Rows contained in a dataset

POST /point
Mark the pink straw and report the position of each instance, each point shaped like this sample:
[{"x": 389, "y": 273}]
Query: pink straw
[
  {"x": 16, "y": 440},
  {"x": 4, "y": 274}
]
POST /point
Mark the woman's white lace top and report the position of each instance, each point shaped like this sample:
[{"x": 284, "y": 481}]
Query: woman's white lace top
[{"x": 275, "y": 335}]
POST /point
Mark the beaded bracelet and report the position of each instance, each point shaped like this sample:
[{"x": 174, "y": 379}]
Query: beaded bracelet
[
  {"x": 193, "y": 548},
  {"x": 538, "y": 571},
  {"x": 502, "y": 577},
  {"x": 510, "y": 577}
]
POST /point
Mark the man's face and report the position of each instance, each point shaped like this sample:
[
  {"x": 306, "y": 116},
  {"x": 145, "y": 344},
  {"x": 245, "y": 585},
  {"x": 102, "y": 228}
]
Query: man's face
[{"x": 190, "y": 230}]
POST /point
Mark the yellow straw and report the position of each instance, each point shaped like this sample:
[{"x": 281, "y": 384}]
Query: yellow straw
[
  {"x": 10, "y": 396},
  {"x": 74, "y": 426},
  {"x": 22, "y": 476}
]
* * *
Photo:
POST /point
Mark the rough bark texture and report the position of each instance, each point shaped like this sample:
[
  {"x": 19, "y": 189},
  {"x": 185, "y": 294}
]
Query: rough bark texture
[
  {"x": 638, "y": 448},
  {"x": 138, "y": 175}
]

# [YOUR TASK]
Extract every line of the rows above that contains the string "report", with case counting toward a match.

# [EXERCISE SOLUTION]
Mark the pink straw and report the position of each instance, each point shaped like this sample:
Mark the woman's white lace top and report the position of each instance, each point shaped like this sample:
Mark the beaded bracelet and report the position of each instance, each point shaped like this sample:
Mark the man's face and report the position of each instance, each point shaped like this sample:
Mark the yellow straw and report the position of each instance, each point shaped like this sample:
Mark the rough bark texture and report the position of each instance, each point shaped like this sample:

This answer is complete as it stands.